_Required tasks_:
[1] Answer these three questions about the debate excerpt:
(a) Which Deputy has made a case that the first speaker says he would readily accept if the House were discussing a maintenance Bill or a courts Bill?
(b) Which 1976 Act does the long Title of the Bill propose to amend and extend?
(c) What change to the ceiling does the final speaker say should be facilitated?
[2] Repeat the passage of the debate excerpt from "Very briefly, I" up to and including "courts Bill here.".

_Document passage_:
Very briefly, I am not objecting to the thrust of this amendment. In his last contribution the Deputy has made some very sound arguments. I am not contesting the case he is making. However, as I have already said, this is the wrong Bill entirely and the wrong place. As a practitioner he should know that more than anybody else. I would refer the Deputy to the Bill about which we are now talking. The very first two lines state "Bill entitled an Act to equalise the rights of children and amend the law relating to their status ..." That is what we are talking about here and nothing else. A case has been made by Deputy Shatter which I would readily accept if we were discussing a maintenance Bill or a courts Bill here.

What the Minister is forgetting to tell the House when referring to the long Title of the Bill is that it is a Bill to amend the law relating to the guardianship of infants, to amend and extend the Family Law (Maintenance of Spouses and Children) Act, 1976 and to amend further the law relating to maintenance, which is in the long Title. The Minister is offering a most spurious argument on what should be a totally uncontentious issue.

Deputy Shatter, as I intended to do, referred a little beyond the first two lines of the long Title to the many other features which are to be considered, including maintenance. The next part of the Bill which we will be discussing and which has a great many sections, to one of which amendment 26 relates deals with maintenance. The Minister cannot seriously argue that this is the wrong place to be discussing this item. It is not. I would even say that as a practitioner and despite his having tried to entreat Deputy Shatter to abandon his good sense and return to his practitioner's hat for a moment.

I have never known the accusation of being in the wrong place to be levelled at sensible legislation, publicly or elsewhere, either in the law courts or in the Dáil. If it is doing the right thing, it will be welcome. Certainly, a proposal to increase the ceiling from £30 to £60 and in that way to aid the courts and the applicants who want to go to the most available, amenable, least costly and cumbersome court, the District Court, should be facilitated. The Minister has said he agrees with the whole idea, that his only reservation is that it might not be the right place to talk about it. I ask him to review that opinion. He might avoid this present tangle if he could give some indication as to when, for example, a courts Bill or a jurisdictions Bill would be before the House to deal with this and the many other outdated ceiling figures fixed within the jurisdiction of the District Court, particularly in the area of family law. If he gave some indication that he had something in mind that would mirror what Deputy Shatter is trying to do, perhaps we could retreat quietly to our corners. Otherwise, I am in support of Deputy Shatter.

_Data_:
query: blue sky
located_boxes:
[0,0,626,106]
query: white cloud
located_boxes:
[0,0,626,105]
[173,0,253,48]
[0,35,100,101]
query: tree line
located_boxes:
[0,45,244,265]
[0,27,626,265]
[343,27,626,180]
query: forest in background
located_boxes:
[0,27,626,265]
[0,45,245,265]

_Answers for the tasks_:
[1]
(a) Deputy Shatter
(b) The Family Law (Maintenance of Spouses and Children) Act, 1976
(c) Raising it from £30 to £60

[2]
Very briefly, I am not objecting to the thrust of this amendment. In his last contribution the Deputy has made some very sound arguments. I am not contesting the case he is making. However, as I have already said, this is the wrong Bill entirely and the wrong place. As a practitioner he should know that more than anybody else. I would refer the Deputy to the Bill about which we are now talking. The very first two lines state "Bill entitled an Act to equalise the rights of children and amend the law relating to their status ..." That is what we are talking about here and nothing else. A case has been made by Deputy Shatter which I would readily accept if we were discussing a maintenance Bill or a courts Bill here.